#### Records for processing
---*---

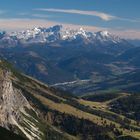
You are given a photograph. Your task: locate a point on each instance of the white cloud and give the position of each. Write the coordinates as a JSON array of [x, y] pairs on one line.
[[14, 24], [101, 15]]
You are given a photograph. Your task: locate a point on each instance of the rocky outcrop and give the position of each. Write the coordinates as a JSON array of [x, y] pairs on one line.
[[13, 109]]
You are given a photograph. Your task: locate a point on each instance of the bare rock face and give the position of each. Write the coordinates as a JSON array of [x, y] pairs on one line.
[[13, 109]]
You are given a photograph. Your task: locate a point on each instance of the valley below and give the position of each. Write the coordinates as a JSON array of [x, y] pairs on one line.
[[68, 85]]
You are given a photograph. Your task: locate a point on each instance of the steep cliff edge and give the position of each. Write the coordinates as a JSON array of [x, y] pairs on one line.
[[14, 109]]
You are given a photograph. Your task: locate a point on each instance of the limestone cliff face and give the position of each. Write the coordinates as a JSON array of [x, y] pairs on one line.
[[11, 101], [13, 106]]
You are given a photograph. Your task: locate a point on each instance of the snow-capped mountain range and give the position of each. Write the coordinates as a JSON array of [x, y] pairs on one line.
[[57, 34]]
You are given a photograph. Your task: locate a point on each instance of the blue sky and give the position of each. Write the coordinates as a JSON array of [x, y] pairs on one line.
[[121, 17]]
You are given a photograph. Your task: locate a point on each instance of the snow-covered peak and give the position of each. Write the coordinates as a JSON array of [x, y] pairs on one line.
[[59, 34]]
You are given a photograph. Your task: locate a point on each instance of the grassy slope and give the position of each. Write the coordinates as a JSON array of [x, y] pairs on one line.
[[45, 99]]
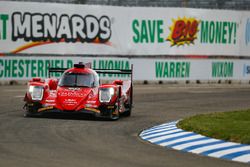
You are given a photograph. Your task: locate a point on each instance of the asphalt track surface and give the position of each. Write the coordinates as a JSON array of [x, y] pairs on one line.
[[71, 142]]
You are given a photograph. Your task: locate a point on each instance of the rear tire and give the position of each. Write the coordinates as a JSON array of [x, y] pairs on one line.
[[115, 115]]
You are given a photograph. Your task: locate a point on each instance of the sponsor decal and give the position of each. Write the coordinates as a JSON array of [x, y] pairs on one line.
[[71, 94], [3, 26], [92, 109], [183, 31], [246, 69], [187, 30], [218, 32], [45, 108], [46, 28], [147, 31], [172, 69], [222, 69], [247, 32], [112, 64]]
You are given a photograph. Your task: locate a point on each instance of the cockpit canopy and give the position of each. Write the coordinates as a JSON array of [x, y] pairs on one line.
[[76, 79]]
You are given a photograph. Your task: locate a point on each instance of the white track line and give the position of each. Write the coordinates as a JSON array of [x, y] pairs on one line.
[[168, 136], [207, 148], [182, 139], [162, 133], [183, 146], [229, 151], [243, 158], [159, 130]]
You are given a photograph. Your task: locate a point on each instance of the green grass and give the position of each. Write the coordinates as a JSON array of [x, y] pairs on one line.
[[231, 126]]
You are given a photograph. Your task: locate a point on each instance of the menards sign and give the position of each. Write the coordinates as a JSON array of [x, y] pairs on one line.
[[66, 29]]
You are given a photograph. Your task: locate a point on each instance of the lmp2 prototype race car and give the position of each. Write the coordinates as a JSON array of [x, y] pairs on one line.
[[79, 91]]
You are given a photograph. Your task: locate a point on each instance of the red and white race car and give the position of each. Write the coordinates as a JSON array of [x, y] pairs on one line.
[[79, 91]]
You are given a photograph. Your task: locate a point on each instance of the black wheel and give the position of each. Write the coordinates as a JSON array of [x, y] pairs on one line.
[[115, 115], [130, 105], [27, 114]]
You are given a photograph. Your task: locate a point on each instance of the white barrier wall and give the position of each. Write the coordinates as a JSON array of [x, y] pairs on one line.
[[50, 28], [23, 68]]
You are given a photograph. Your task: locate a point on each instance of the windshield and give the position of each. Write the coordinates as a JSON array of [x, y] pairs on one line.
[[77, 80]]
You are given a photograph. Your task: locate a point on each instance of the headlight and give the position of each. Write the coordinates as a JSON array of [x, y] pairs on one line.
[[106, 94], [36, 92]]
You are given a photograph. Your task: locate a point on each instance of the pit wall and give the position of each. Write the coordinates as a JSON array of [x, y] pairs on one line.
[[25, 68]]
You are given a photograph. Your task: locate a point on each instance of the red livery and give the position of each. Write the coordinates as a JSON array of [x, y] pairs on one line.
[[79, 91]]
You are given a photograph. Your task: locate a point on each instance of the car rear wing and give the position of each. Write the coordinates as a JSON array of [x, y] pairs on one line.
[[56, 70], [116, 71]]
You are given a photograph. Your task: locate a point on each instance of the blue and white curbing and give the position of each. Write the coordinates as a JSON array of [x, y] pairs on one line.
[[168, 135]]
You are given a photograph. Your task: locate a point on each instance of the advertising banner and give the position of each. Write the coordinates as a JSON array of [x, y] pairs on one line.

---*---

#### Exercise
Return the full listing exactly as it appears above, without its pictures.

#### The completed task
You are given a photograph. Your task: locate a point on each instance of the white cloud and give the position of each. Write the coordinates as a JSON array of [x, y] pairs on one line.
[[14, 24], [101, 15]]
You are given a photograph. Your task: locate a point on each instance of the rocky outcrop and give the position of each. Write the coordinates as a JSON array of [x, y] pairs on one line.
[[13, 109]]
You are given a photograph. Your task: locate a point on each instance of the bare rock face and give the position of each. Write the coordinates as a JSON array of [x, y] pairs on one line.
[[13, 109]]
You are given a photograph. Your task: locate a point on each instance of the valley below and give the position of each. Write the coordinates as a JSON array of [x, y] pairs on one line.
[[68, 85]]
You are given a photograph. Your task: locate a point on each instance of the steep cliff edge and give the position of each. Write the coordinates as a JSON array of [x, y] pairs on one line.
[[14, 109]]
You are given a photograph. Your task: locate a point on each instance of the limestone cliff face and give the position of each. Write the coordinates as a JSON array of [x, y] pairs on one line.
[[11, 101], [13, 106]]
You are given a photograph. Your task: locate a point on each instance of the snow-capped mountain range and give the position of each. Write the coordinates as a JSON array of [x, y] pairs on one line.
[[57, 34]]
You are given a photograph. Your task: locate a point on each instance of the blue sky and give the position of each. Write the coordinates as a JSON array of [x, y] pairs on one line.
[[121, 17]]
You are given a photograph. Your task: locate a point on each instance of the snow-covered peak and give the position of each. Write the coordinates as a JSON array of [x, y] pairs on one line.
[[59, 34]]
You are given a photograph. Your task: locate a point on each instance of the grassy slope and give the position of each. Write the coordinates as a JSON array of [x, y] pairs on one line.
[[45, 99]]
You are given a photograph. Your task: locate a point on each instance of the asphalt track surface and give the position of each. Write the coordinates as a JSON array of [x, y] pairs on one line.
[[71, 142]]
You are given a photograph. Your task: locate a point on each instance of the rear tire and give the position of each. Write the coordinates as a JSON array of [x, y] pairs on one line.
[[115, 115]]
You are given a photograph. Your task: locate a point on each instance of the sponsor decal and give the position of each. Write the coordinates as a JSON array of [x, y] pairs on one line.
[[71, 94], [3, 26], [92, 109], [183, 31], [246, 69], [187, 30], [218, 32], [45, 108], [46, 28], [147, 31], [172, 69], [222, 69], [247, 32], [112, 64]]
You are given a photograph. Your task: locate a point on each instance of the cockpit canopy and give the position of each. Write the coordinates as a JSON array of [x, y] pairs on one line.
[[76, 79]]
You are given a photograph. Your task: locate a point on each instance of the white track line and give the position of each. Write the coordinates as a JSON array of [x, y] pairs on one line.
[[168, 136], [207, 148], [182, 139], [162, 133], [183, 146], [229, 151], [243, 158], [159, 130]]
You are given a photograph. Your task: locate a point on each instance of the green grass and give the position of each. Write the coordinates as a JSON array of [x, y] pairs on one line.
[[231, 126]]
You are given a photograph. Your task: locate a point on each instance of the menards sign and give the position of each. Write the coordinates as a JSON array of [x, y] pairs on one line.
[[66, 29]]
You are given a photograph. Your task: locate a point on each instance of the lmp2 prototype race car and give the position of each. Write the coordinates as a JSON array of [x, y] pairs on one line.
[[79, 91]]
You are given a photograph. Your task: locate a point on each instance of the red and white race car and give the position of each. Write the coordinates as a JSON array of [x, y] pairs on one line.
[[79, 91]]
You are given a photograph. Your task: locate a point on each instance of the black wheel and give the position of each. Write the coordinates as a JSON array of [x, y] pairs on one line.
[[115, 115], [130, 105], [27, 114]]
You are given a photograph. Your task: locate a point on each instance of the white barrier wall and give the position of each. Write the coordinates as a JSON array of [x, y] pairs on one line.
[[50, 28], [23, 68]]
You are given a photograph. Your task: locate a point on each instance of the windshield and give the position of each. Write the coordinates as a JSON array of [x, y] pairs on one line.
[[77, 80]]
You are given a photograph. Your task: locate a point on each instance of the headlight and give the position of each. Write the coordinates as a JSON array of [x, y] pairs on one line.
[[106, 94], [36, 92]]
You are given a photograph. Your task: locate a point on each instance of the pit wall and give the position of each. Write the coordinates as a JSON array of [x, y] pairs on one line.
[[25, 68]]
You are given a photograph. Your task: locate a point on each instance of the red livery and give the position of each. Write the coordinates as a JSON array of [x, y] pairs on one line.
[[79, 91]]
You are given a photograph. Your task: locate a point on each instance of the car rear wing and give the position of each. Write the coordinates as a JSON array of [x, y] pairs on one line.
[[56, 70], [116, 71]]
You are given a photograph. Your task: locate a point on each instance of the blue and white curbing and give the position of each. Write the coordinates as a JSON array of [x, y] pairs on one line.
[[168, 135]]
You are given a photograph. Your task: locate a point on each instance of the advertising banner and give the position of each. Write the coordinates as a JSON array of [x, y] pairs on one line.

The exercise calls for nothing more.